Records provided Block Start

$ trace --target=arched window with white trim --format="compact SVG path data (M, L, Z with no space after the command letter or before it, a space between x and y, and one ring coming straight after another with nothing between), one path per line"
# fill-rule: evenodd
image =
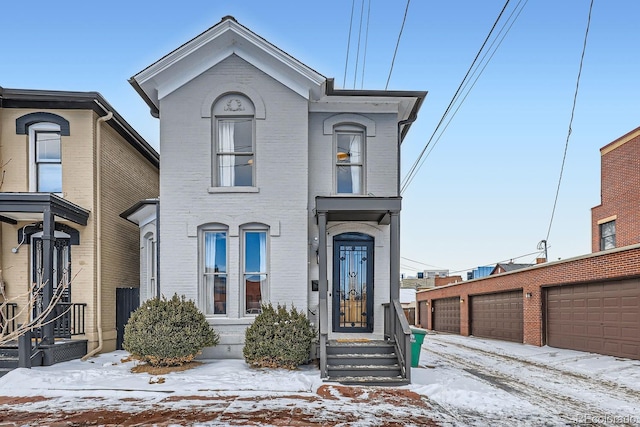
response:
M255 186L255 109L249 98L227 94L213 105L214 187Z
M360 126L339 125L334 130L335 192L365 193L365 132Z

Records provided Block End

→ **The problem**
Could you transcribe the records above exactly, leaving every picture out?

→ **Exercise answer**
$ trace --target=arched window with white trim --format="compact SVG path data (M, L, Z with no space after the command letter or before it, a space between x and y, and one ring coming straight after another with nothing between), one path per line"
# fill-rule: evenodd
image =
response:
M255 186L255 109L249 98L227 94L213 105L214 187Z
M360 126L339 125L334 130L335 192L365 193L365 132Z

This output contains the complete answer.